> [Task directions]
Summarize the news digest below in exactly three sentences.

> [Passage]
Daily News - Thursday, 4 September 2025
India, EFTA trade pact to come into force from October 1: Switzerland (The Hindu)
India’s free trade agreement with the European Free Trade Association (EFTA) — comprising Switzerland, Norway, Iceland, and Liechtenstein — will take effect on October 1, 2025, and is historic for including India’s first legally binding commitments on trade and sustainable development, alongside guarantees of $100 billion investment over 15 years to create one million jobs. The pact provides Switzerland and its partners with improved access to the Indian market, with India granting tariff concessions on nearly 95% of Swiss exports such as pharmaceuticals, machinery, watches, chocolates, and processed farm goods, while benefiting from long-term capital inflows and job creation. By embedding environmental, social, and human rights provisions into trade rules, the agreement enhances legal certainty and predictability in economic ties, making it India’s most ambitious and comprehensive trade partnership to date.
Russian oil shifts to China as tariffs hit India (The Economic Times)
Russia’s crude exports have rebounded to a seven-week high of 3.49 million barrels a day, even as flows to India fell sharply by nearly one-third under pressure from US President Trump’s 50% tariffs, with China stepping in as a key buyer and lifting imports to a five-month high of 1.28 million barrels a day. The decline in India-bound shipments—down by about 550,000 barrels a day from March peaks—highlights how Washington’s punitive measures are reshaping trade flows, though New Delhi has resisted pressure to cut ties with Moscow. At the same time, Russia restored supplies from Sakhalin 2 and Baltic ports after disruptions, while Ukrainian drone strikes on refineries may be paradoxically boosting Moscow’s export availability, underscoring the fluidity of its wartime energy strategy.
India delivers tax bonanza ‘for common man’, new GST rates from 22 September (Hindustan Times)
India has overhauled its GST regime by collapsing four slabs into a simpler two-tier structure of 5% and 18%, while introducing a 40% slab for sin and luxury goods, with exemptions for health and life insurance as well as life-saving medicines; this sweeping reform aims to reduce costs for consumers, energise demand, and strengthen ease of doing business, particularly benefiting sectors like autos, real estate, agriculture, and healthcare. The move sharply lowers taxes on small cars, two-wheelers, cement, and daily-use items, boosting affordability for the common man and supporting industries such as Maruti Suzuki, Hero MotoCorp, and real estate developers, while companies like Bajaj Auto and Royal Enfield face higher levies on larger motorcycles; at the same time, tobacco, luxury vehicles, and aerated beverages now face the new 40% slab. Although the reform is expected to cost the exchequer ₹48,000 crore annually, policymakers and industry leaders believe the gains in consumption, compliance, and investor confidence will outweigh the revenue loss, making this “GST 2.0” a transformative step toward inclusive growth and India’s long-term economic vision of Viksit Bharat 2047.

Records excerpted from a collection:
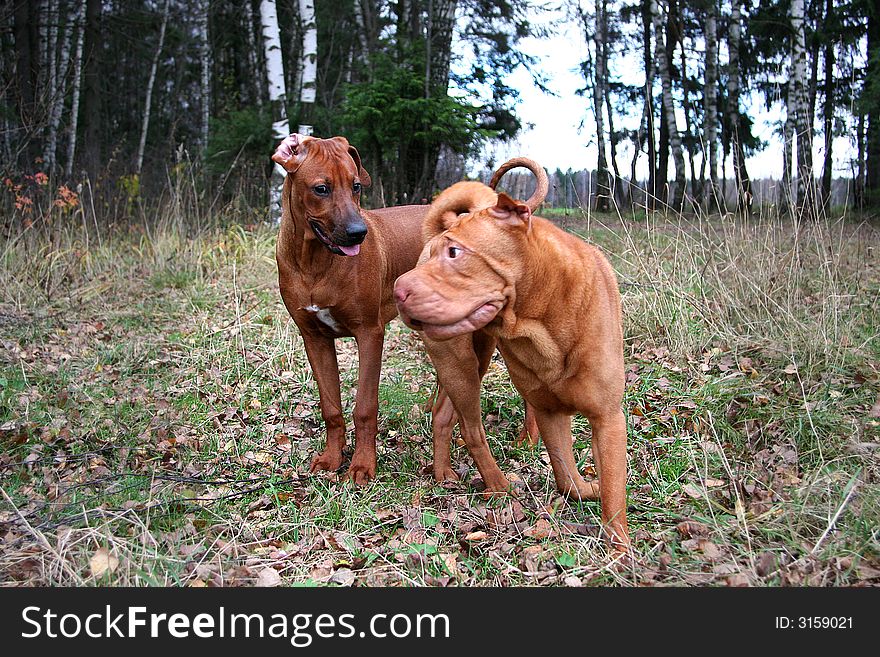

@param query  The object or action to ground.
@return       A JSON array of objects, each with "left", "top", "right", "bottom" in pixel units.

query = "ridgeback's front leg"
[
  {"left": 587, "top": 408, "right": 630, "bottom": 550},
  {"left": 426, "top": 338, "right": 510, "bottom": 493},
  {"left": 347, "top": 327, "right": 385, "bottom": 484},
  {"left": 302, "top": 331, "right": 345, "bottom": 472},
  {"left": 535, "top": 409, "right": 629, "bottom": 550}
]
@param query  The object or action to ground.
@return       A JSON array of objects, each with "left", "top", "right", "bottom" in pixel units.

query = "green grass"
[{"left": 0, "top": 202, "right": 880, "bottom": 586}]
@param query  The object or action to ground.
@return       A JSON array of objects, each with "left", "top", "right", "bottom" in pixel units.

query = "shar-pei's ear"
[{"left": 422, "top": 181, "right": 498, "bottom": 242}]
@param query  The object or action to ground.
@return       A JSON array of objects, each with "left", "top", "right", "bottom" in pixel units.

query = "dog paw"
[
  {"left": 434, "top": 465, "right": 461, "bottom": 484},
  {"left": 309, "top": 449, "right": 342, "bottom": 474},
  {"left": 345, "top": 463, "right": 376, "bottom": 486},
  {"left": 482, "top": 475, "right": 517, "bottom": 500},
  {"left": 514, "top": 427, "right": 541, "bottom": 447},
  {"left": 559, "top": 480, "right": 599, "bottom": 500}
]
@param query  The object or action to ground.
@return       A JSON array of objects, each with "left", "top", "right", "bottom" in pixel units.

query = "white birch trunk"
[
  {"left": 43, "top": 0, "right": 79, "bottom": 171},
  {"left": 298, "top": 0, "right": 318, "bottom": 135},
  {"left": 244, "top": 2, "right": 263, "bottom": 109},
  {"left": 727, "top": 0, "right": 752, "bottom": 211},
  {"left": 791, "top": 0, "right": 815, "bottom": 212},
  {"left": 780, "top": 66, "right": 797, "bottom": 210},
  {"left": 43, "top": 0, "right": 58, "bottom": 165},
  {"left": 197, "top": 0, "right": 211, "bottom": 157},
  {"left": 703, "top": 0, "right": 721, "bottom": 207},
  {"left": 135, "top": 0, "right": 171, "bottom": 175},
  {"left": 260, "top": 0, "right": 290, "bottom": 224},
  {"left": 64, "top": 0, "right": 88, "bottom": 178},
  {"left": 585, "top": 0, "right": 611, "bottom": 211},
  {"left": 651, "top": 0, "right": 685, "bottom": 208}
]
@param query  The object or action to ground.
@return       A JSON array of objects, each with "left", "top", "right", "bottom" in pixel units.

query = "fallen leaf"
[
  {"left": 681, "top": 484, "right": 703, "bottom": 500},
  {"left": 755, "top": 552, "right": 776, "bottom": 577},
  {"left": 523, "top": 518, "right": 551, "bottom": 541},
  {"left": 89, "top": 548, "right": 119, "bottom": 578},
  {"left": 254, "top": 567, "right": 281, "bottom": 587},
  {"left": 330, "top": 568, "right": 355, "bottom": 586}
]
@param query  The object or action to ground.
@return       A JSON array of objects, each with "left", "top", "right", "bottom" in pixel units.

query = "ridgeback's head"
[
  {"left": 272, "top": 134, "right": 370, "bottom": 256},
  {"left": 394, "top": 182, "right": 532, "bottom": 340}
]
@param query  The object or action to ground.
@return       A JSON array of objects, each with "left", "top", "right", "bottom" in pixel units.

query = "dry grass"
[{"left": 0, "top": 192, "right": 880, "bottom": 586}]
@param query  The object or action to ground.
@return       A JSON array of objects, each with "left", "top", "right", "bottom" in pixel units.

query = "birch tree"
[
  {"left": 135, "top": 0, "right": 171, "bottom": 175},
  {"left": 581, "top": 0, "right": 611, "bottom": 212},
  {"left": 703, "top": 0, "right": 721, "bottom": 209},
  {"left": 298, "top": 0, "right": 318, "bottom": 135},
  {"left": 260, "top": 0, "right": 290, "bottom": 223},
  {"left": 821, "top": 0, "right": 836, "bottom": 207},
  {"left": 727, "top": 0, "right": 752, "bottom": 211},
  {"left": 790, "top": 0, "right": 815, "bottom": 215},
  {"left": 651, "top": 0, "right": 685, "bottom": 209},
  {"left": 64, "top": 0, "right": 88, "bottom": 178},
  {"left": 632, "top": 0, "right": 657, "bottom": 210},
  {"left": 44, "top": 0, "right": 80, "bottom": 171},
  {"left": 196, "top": 0, "right": 211, "bottom": 155}
]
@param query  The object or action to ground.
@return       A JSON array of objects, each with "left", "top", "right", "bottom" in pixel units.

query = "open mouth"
[
  {"left": 309, "top": 220, "right": 361, "bottom": 256},
  {"left": 400, "top": 301, "right": 501, "bottom": 340}
]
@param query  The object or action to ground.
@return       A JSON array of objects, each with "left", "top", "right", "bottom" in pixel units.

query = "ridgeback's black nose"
[{"left": 345, "top": 221, "right": 367, "bottom": 246}]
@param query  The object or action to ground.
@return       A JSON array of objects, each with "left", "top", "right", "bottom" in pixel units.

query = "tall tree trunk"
[
  {"left": 651, "top": 0, "right": 685, "bottom": 210},
  {"left": 82, "top": 0, "right": 103, "bottom": 179},
  {"left": 260, "top": 0, "right": 290, "bottom": 224},
  {"left": 791, "top": 0, "right": 816, "bottom": 217},
  {"left": 13, "top": 2, "right": 39, "bottom": 171},
  {"left": 43, "top": 0, "right": 58, "bottom": 171},
  {"left": 298, "top": 0, "right": 318, "bottom": 135},
  {"left": 677, "top": 31, "right": 702, "bottom": 203},
  {"left": 727, "top": 0, "right": 752, "bottom": 212},
  {"left": 196, "top": 0, "right": 211, "bottom": 157},
  {"left": 865, "top": 2, "right": 880, "bottom": 200},
  {"left": 854, "top": 112, "right": 866, "bottom": 209},
  {"left": 134, "top": 0, "right": 171, "bottom": 175},
  {"left": 703, "top": 0, "right": 723, "bottom": 211},
  {"left": 641, "top": 0, "right": 657, "bottom": 210},
  {"left": 779, "top": 67, "right": 797, "bottom": 212},
  {"left": 821, "top": 0, "right": 834, "bottom": 209},
  {"left": 43, "top": 0, "right": 79, "bottom": 171},
  {"left": 242, "top": 2, "right": 265, "bottom": 109},
  {"left": 583, "top": 0, "right": 611, "bottom": 212},
  {"left": 64, "top": 0, "right": 88, "bottom": 178},
  {"left": 605, "top": 91, "right": 632, "bottom": 205}
]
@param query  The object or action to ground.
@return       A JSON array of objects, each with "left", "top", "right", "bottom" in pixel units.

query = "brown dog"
[
  {"left": 272, "top": 135, "right": 429, "bottom": 484},
  {"left": 395, "top": 182, "right": 629, "bottom": 548}
]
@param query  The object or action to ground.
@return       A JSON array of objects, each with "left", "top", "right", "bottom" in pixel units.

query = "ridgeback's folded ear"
[
  {"left": 330, "top": 137, "right": 373, "bottom": 187},
  {"left": 422, "top": 181, "right": 498, "bottom": 242},
  {"left": 489, "top": 192, "right": 532, "bottom": 230},
  {"left": 272, "top": 134, "right": 312, "bottom": 173},
  {"left": 348, "top": 146, "right": 373, "bottom": 187}
]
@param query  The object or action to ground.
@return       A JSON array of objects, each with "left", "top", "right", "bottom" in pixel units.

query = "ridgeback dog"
[
  {"left": 394, "top": 177, "right": 629, "bottom": 550},
  {"left": 272, "top": 134, "right": 429, "bottom": 484},
  {"left": 272, "top": 134, "right": 546, "bottom": 484}
]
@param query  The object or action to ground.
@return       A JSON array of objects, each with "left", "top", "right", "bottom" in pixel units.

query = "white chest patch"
[{"left": 305, "top": 304, "right": 339, "bottom": 333}]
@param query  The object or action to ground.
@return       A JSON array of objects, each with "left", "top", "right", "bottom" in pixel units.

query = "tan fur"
[
  {"left": 273, "top": 135, "right": 428, "bottom": 483},
  {"left": 395, "top": 183, "right": 629, "bottom": 548}
]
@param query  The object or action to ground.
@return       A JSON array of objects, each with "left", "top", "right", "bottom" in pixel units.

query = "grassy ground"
[{"left": 0, "top": 202, "right": 880, "bottom": 586}]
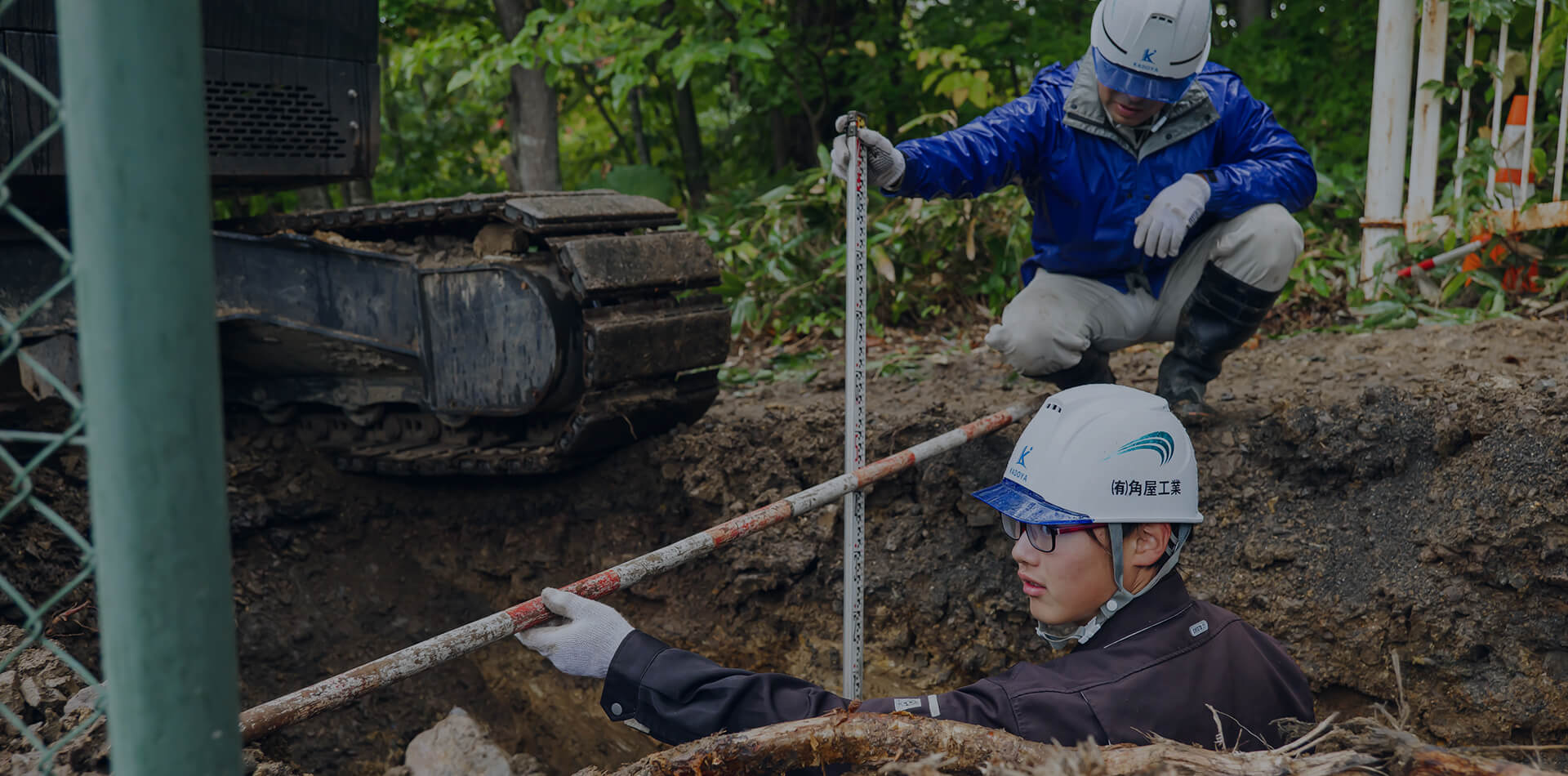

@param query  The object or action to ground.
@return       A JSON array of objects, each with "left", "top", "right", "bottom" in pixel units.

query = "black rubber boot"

> [Problem solution]
India's free trade agreement with the European Free Trade Association takes effect on October 1, 2025, and includes tariff concessions on nearly 95% of Swiss exports and guarantees of $100 billion in investment over 15 years. Russian crude exports to India fell by nearly one-third under US President Trump's 50% tariffs, while China raised its imports to a five-month high of 1.28 million barrels a day. India has collapsed four GST slabs into rates of 5% and 18% and added a 40% slab for sin and luxury goods, a reform expected to cost the exchequer ₹48,000 crore annually.